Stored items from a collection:
= = = = =

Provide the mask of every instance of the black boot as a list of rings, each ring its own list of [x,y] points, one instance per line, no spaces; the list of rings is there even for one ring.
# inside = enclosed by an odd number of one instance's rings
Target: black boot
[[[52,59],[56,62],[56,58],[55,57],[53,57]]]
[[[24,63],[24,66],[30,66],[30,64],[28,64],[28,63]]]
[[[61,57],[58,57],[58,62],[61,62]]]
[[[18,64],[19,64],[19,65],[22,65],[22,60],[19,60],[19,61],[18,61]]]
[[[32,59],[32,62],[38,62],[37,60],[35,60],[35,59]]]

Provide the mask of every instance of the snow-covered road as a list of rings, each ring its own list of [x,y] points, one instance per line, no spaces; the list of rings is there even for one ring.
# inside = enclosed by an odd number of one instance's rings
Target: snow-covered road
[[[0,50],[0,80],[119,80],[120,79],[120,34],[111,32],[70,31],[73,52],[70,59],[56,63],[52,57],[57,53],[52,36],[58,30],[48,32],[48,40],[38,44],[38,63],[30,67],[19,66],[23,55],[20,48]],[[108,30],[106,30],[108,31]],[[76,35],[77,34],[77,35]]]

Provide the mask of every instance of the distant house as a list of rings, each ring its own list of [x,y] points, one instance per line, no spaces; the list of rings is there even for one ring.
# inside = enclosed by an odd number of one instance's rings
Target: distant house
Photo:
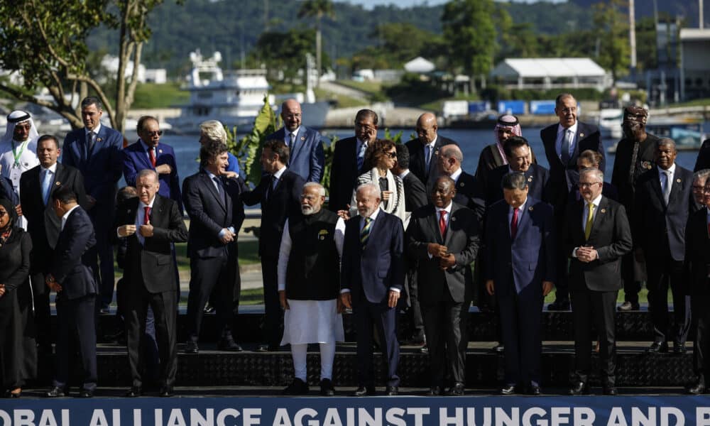
[[[491,71],[508,89],[593,87],[604,90],[611,77],[589,58],[508,58]]]

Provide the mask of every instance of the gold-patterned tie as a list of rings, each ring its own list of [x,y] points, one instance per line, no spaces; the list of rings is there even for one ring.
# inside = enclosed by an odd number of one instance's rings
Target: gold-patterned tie
[[[586,224],[584,225],[584,239],[589,239],[589,234],[591,234],[591,222],[594,221],[594,204],[589,203],[586,204],[589,211],[586,214]]]

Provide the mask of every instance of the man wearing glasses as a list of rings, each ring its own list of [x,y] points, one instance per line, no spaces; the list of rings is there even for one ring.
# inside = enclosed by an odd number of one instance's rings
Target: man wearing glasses
[[[600,378],[604,395],[616,395],[616,296],[622,287],[619,264],[631,250],[631,231],[623,206],[601,194],[604,175],[596,168],[579,173],[582,199],[567,209],[563,250],[569,263],[569,293],[574,325],[574,371],[571,395],[589,393],[591,324],[599,338]]]

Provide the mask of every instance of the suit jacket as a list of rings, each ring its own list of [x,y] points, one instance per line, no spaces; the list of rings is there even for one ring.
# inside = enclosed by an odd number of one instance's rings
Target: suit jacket
[[[140,141],[136,141],[126,147],[124,153],[124,178],[126,179],[126,185],[136,186],[136,177],[138,172],[144,169],[151,170],[155,170],[151,164],[151,160],[148,156],[148,151],[143,148],[143,143]],[[155,147],[155,165],[167,164],[170,166],[170,174],[163,174],[158,175],[158,180],[160,183],[160,187],[158,190],[158,193],[165,197],[175,200],[178,203],[178,209],[182,212],[182,195],[180,190],[180,177],[178,175],[178,163],[175,161],[175,153],[173,147],[170,145],[158,143]]]
[[[116,216],[116,228],[136,223],[136,216],[140,206],[138,198],[129,200],[119,209]],[[153,236],[144,239],[141,245],[136,234],[126,237],[126,279],[124,280],[127,294],[140,294],[138,286],[142,283],[151,293],[175,291],[175,263],[170,243],[187,241],[187,229],[178,203],[160,195],[155,195],[151,209],[151,224]],[[136,230],[136,232],[138,231]]]
[[[577,121],[577,131],[575,136],[574,151],[569,157],[569,162],[563,164],[557,156],[555,150],[555,143],[557,139],[557,126],[559,123],[545,127],[540,132],[542,145],[545,146],[545,155],[550,165],[550,185],[552,194],[552,205],[555,211],[562,209],[567,204],[567,196],[572,190],[572,185],[579,182],[579,173],[577,171],[577,160],[580,153],[591,149],[601,154],[601,163],[599,169],[605,170],[606,153],[601,143],[601,136],[596,126]]]
[[[698,151],[698,158],[695,160],[695,167],[693,171],[697,172],[703,169],[710,168],[710,139],[705,139]]]
[[[710,294],[710,238],[708,236],[707,207],[688,218],[685,229],[685,268],[689,275],[684,280],[689,294]]]
[[[437,172],[437,163],[439,157],[439,151],[441,147],[444,145],[459,144],[449,138],[444,138],[441,135],[437,135],[437,141],[434,143],[434,152],[432,153],[432,158],[429,162],[428,169],[425,167],[424,163],[427,159],[426,153],[424,152],[424,144],[419,139],[412,139],[405,144],[409,150],[409,170],[414,173],[414,175],[419,178],[423,184],[428,185],[430,180],[433,180],[438,175]]]
[[[258,186],[242,194],[241,200],[248,206],[261,204],[259,256],[278,258],[283,225],[289,216],[300,212],[300,196],[305,181],[287,168],[267,197],[271,182],[269,175],[262,176]]]
[[[442,271],[439,258],[429,257],[430,243],[446,246],[456,258],[455,267]],[[473,279],[469,266],[476,260],[479,246],[479,220],[470,209],[452,204],[449,225],[443,236],[433,204],[413,212],[407,229],[407,248],[417,260],[420,302],[425,305],[447,300],[444,289],[448,289],[457,303],[471,300]]]
[[[96,199],[94,208],[99,207],[111,216],[116,208],[116,185],[122,172],[123,146],[121,133],[104,125],[94,137],[90,153],[84,129],[67,133],[62,146],[62,163],[79,169],[84,176],[86,193]]]
[[[693,173],[676,164],[667,206],[657,167],[638,178],[632,217],[633,237],[647,258],[664,258],[670,248],[673,260],[683,260],[692,185]]]
[[[182,182],[185,207],[190,217],[187,237],[187,256],[190,258],[226,255],[226,245],[219,239],[219,232],[229,226],[234,226],[235,232],[239,232],[244,222],[244,210],[239,200],[246,188],[244,180],[241,178],[222,178],[222,182],[225,192],[222,195],[203,169]]]
[[[362,173],[357,167],[357,138],[346,138],[335,143],[330,169],[328,209],[346,210],[355,189],[355,181]]]
[[[631,158],[633,156],[634,141],[624,138],[616,145],[614,168],[611,173],[611,184],[618,191],[619,202],[626,209],[626,214],[633,217],[633,197],[638,178],[655,165],[656,144],[659,138],[646,133],[646,138],[638,144],[636,163],[631,172]]]
[[[34,167],[20,178],[20,197],[22,214],[27,219],[27,231],[32,237],[33,269],[44,270],[52,258],[52,251],[57,245],[62,228],[62,218],[57,217],[52,207],[52,192],[59,185],[67,186],[77,195],[79,205],[86,205],[84,178],[76,168],[57,163],[54,182],[50,186],[49,201],[45,205],[42,199],[41,166]],[[41,263],[41,265],[38,264]]]
[[[387,303],[390,288],[404,286],[404,229],[398,217],[381,209],[368,243],[360,244],[358,215],[345,222],[340,288],[351,292],[354,304]]]
[[[557,278],[552,207],[528,192],[515,239],[510,237],[510,209],[501,200],[486,215],[486,278],[493,280],[496,294],[501,296],[520,293],[531,285],[542,293],[542,281],[555,283]]]
[[[405,210],[414,212],[429,203],[427,188],[414,173],[409,173],[402,179],[404,185]]]
[[[286,141],[286,129],[282,127],[266,136],[266,140]],[[288,143],[286,143],[288,145]],[[288,170],[296,173],[306,182],[320,182],[323,175],[325,155],[320,133],[305,126],[298,128],[298,133],[288,158]]]
[[[621,204],[602,196],[594,214],[589,239],[585,240],[582,217],[586,208],[586,202],[581,200],[565,209],[562,241],[564,253],[570,258],[570,290],[619,290],[622,287],[621,256],[629,253],[632,246],[626,212]],[[572,256],[575,248],[585,245],[596,249],[598,259],[585,263]]]
[[[50,268],[62,286],[58,296],[72,300],[98,293],[93,273],[82,261],[84,253],[95,245],[91,219],[84,209],[77,207],[69,214],[64,229],[59,234]]]
[[[501,182],[503,177],[509,173],[510,168],[508,165],[501,165],[484,173],[485,180],[482,186],[486,192],[486,205],[490,206],[494,202],[503,200],[503,188]],[[550,190],[550,172],[542,165],[530,164],[530,168],[525,173],[525,180],[528,182],[528,196],[535,200],[551,202]]]

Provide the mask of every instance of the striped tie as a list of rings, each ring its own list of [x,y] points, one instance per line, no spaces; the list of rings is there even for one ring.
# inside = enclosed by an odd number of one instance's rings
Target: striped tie
[[[372,219],[369,217],[365,218],[365,226],[362,227],[360,231],[360,244],[362,245],[362,248],[365,248],[365,244],[367,244],[367,239],[370,236],[370,228],[372,225]]]

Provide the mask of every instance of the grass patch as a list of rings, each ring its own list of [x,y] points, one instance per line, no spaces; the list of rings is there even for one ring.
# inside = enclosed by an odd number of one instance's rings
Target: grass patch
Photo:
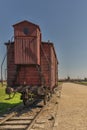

= = = = =

→ **Exercise task**
Rewrite the rows beginning with the line that contains "Provide the mask of every instance of the striped" and continuing through the end of the rows, replacing "striped" with "plaid" and leaving everything else unchanged. Omit the pictures from your answer.

→ **Output below**
Provide the mask of every instance of the plaid tie as a list of rings, each ring its own list of [x,y] points, one instance per line, no spaces; the list of rings is there even for one ring.
# inside = enclosed by an odd number of one instance's rings
Target: plaid tie
[[[372,219],[369,217],[365,218],[365,226],[362,227],[360,231],[360,244],[362,245],[362,248],[365,248],[365,244],[367,244],[367,239],[370,236],[370,228],[372,225]]]

Provide the mask of every instance of the grass patch as a list of rings, each ring its own list of [x,y] points, one instance per line, no spaces; the list of rings is there even for one ring.
# inside = enclosed by an odd number of one instance's rings
Target: grass patch
Photo:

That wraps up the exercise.